The last shot, in other words, carries out Lelouch’s metafilmic idea. The 1966 romance of Anne and Jean-Louis is physical, historical fact so far as the new film incorporates the old film, but it is a photographed fiction in the new film.
What is real here, what fictional? The Cortal/Thevinin story is both. Curiously, the second version, Anne’s film, is “realer” than the first: it tells the “real” story, namely that Thevinin used Cortal to murder his wife. When Thevenin confesses, Anne's film has "created a reality." Anne and Jean-Louis exist on two levels, a past fiction that is a present reality. The various actors in this film who play themselves are both real and fictional. Other actors have the same first names in real life that they have in the film (Jean-Louis, Marie-Sophie, Antoine). Lelouch is playing with the very idea of the fictional film.
But there are other themes. I suggested for the earlier film a contrast between male and female. Jean-Louis plays out the straightforward, speedy, start to finish of a protoypical male. Anne plays out the more circuitous, roundabout style of a prototypical female—prototypical as presented by Lelouch (and I should think by Freud). Lelouch continues that same theme here. We begin the film with an otherwise irrelevant race involving Jean-Louis, his son, and other men. During the course of the film, we see Anne starting and stopping her films and her relationships, her camera (a Steadicam) going round and round. We see Marie-Sophie’s disastrous rerouting in the desert. And we see Anne’s daughter give up one relationship and start another.
These two “prototypical” styles are anatomically or biologically defined—I am, after all, a psychoanalytic critic. There are other biological issues. Jean-Louis comments repeatedly on the disparity in age between himself and Marie-Sophie and whether they can “grow old together.” Aging is an issue, most obviously the twenty years since Anne and Jean-Louis’s first romance. The very title of the movie says it: vingt ans déjà, twenty years later instead of what one would normally say, vingt ans après, twenty years after.

****************

* **Exercises**
• A. Reproduce the film commentary word for word, starting at "But there are" and ending at "and start another.".
• B. In the film commentary, what kind of camera does Anne use?
• C. Continue the film commentary on Lelouch's sequel, picking up after its last sentence.

****************

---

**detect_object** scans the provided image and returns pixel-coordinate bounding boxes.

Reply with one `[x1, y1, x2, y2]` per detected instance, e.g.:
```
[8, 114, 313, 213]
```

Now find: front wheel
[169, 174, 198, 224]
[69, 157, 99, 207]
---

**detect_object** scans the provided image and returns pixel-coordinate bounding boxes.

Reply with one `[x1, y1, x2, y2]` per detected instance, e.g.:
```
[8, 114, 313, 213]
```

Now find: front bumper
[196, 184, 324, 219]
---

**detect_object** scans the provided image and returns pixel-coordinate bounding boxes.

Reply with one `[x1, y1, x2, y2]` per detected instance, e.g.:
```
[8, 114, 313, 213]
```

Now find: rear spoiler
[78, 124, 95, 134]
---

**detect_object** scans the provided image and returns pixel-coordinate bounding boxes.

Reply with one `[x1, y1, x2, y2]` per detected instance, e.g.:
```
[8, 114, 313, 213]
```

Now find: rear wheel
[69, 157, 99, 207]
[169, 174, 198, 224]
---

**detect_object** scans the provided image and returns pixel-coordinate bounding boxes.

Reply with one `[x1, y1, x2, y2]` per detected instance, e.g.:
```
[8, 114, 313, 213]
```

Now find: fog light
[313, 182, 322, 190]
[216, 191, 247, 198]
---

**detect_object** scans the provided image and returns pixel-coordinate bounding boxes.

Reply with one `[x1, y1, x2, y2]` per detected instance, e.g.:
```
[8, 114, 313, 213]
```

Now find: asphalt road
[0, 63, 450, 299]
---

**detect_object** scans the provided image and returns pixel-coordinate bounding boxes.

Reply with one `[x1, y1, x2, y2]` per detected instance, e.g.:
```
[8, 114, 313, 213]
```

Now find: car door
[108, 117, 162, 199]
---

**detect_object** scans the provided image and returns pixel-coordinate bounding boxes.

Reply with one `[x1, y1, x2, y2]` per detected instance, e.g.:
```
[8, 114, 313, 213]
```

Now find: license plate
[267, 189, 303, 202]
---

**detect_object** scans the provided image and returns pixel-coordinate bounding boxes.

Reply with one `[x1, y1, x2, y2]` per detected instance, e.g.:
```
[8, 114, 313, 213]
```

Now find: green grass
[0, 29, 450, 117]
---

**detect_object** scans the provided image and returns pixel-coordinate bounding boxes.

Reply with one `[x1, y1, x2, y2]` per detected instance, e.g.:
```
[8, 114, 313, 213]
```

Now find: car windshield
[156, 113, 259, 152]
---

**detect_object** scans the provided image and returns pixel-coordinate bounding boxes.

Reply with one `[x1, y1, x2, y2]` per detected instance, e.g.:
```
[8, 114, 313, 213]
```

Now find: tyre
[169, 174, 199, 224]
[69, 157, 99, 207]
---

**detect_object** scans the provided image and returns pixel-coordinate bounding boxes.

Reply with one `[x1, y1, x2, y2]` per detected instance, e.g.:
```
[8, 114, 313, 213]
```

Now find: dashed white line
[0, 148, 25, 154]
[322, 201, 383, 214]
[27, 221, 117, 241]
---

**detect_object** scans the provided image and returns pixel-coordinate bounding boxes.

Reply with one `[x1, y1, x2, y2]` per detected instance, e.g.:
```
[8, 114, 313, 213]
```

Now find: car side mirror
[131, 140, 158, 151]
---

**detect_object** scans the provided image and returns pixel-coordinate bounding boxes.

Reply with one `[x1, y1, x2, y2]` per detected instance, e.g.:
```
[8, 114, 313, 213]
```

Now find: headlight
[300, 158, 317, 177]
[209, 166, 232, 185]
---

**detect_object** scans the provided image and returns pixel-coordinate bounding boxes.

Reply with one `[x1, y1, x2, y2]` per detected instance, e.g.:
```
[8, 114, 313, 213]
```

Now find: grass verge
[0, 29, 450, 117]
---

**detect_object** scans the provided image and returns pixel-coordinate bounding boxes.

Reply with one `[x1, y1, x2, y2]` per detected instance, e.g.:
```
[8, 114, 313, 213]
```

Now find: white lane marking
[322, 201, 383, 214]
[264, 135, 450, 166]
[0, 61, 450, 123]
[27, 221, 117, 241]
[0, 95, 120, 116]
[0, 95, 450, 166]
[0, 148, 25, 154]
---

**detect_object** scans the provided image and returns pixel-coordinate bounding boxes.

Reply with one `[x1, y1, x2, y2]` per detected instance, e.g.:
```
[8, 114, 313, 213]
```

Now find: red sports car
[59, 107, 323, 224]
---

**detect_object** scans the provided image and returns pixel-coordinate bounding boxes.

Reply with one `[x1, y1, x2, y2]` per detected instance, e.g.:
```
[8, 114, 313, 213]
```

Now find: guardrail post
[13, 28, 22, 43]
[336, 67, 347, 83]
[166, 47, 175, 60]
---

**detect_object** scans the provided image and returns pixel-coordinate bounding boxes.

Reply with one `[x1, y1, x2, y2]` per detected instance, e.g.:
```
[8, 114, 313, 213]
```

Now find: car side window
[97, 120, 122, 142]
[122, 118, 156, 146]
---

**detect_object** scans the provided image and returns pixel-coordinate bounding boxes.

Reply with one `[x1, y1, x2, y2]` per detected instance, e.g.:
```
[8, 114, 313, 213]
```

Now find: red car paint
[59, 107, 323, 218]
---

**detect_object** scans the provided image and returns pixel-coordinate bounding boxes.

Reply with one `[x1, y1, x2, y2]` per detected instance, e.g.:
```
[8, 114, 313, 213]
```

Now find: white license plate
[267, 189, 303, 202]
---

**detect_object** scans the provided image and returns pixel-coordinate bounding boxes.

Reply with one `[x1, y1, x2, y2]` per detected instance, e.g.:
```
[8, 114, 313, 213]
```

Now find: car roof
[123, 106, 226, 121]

****************

* **Task responses**
• A.
But there are other themes. I suggested for the earlier film a contrast between male and female. Jean-Louis plays out the straightforward, speedy, start to finish of a protoypical male. Anne plays out the more circuitous, roundabout style of a prototypical female—prototypical as presented by Lelouch (and I should think by Freud). Lelouch continues that same theme here. We begin the film with an otherwise irrelevant race involving Jean-Louis, his son, and other men. During the course of the film, we see Anne starting and stopping her films and her relationships, her camera (a Steadicam) going round and round. We see Marie-Sophie’s disastrous rerouting in the desert. And we see Anne’s daughter give up one relationship and start another.

• B. A Steadicam.

• C.
The film often refers to food, the canteen on the movie set, the restaurant where Anne and Jean-Louis discuss “their” movie, or the food and water that Marie-Sophie dumped in the desert. And there are those fish we glimpse in the hold of the houseboat.
And, of course, this being a French film, it deals extensively with various sexual relationships between male and female. There is even that daughter of Françoise’s and Anne’s being a grandmother.
That, it seems to me, is the most interesting thing about this movie: it juxtaposes an exploration of the relation between reality and fictionality, a very abstract idea, with the down-to-earth biology of us as human animals. However, neither the general public, the critics, nor I like this film very much. The earlier one I thought suffered from having a lot of extraneous material in it. This one has even more. But I think it integrates the odds and ends better. I think its curious juxtaposition of metafilm and raw biology makes it something of an achievement, more interesting, really, than the first A Man and a Woman.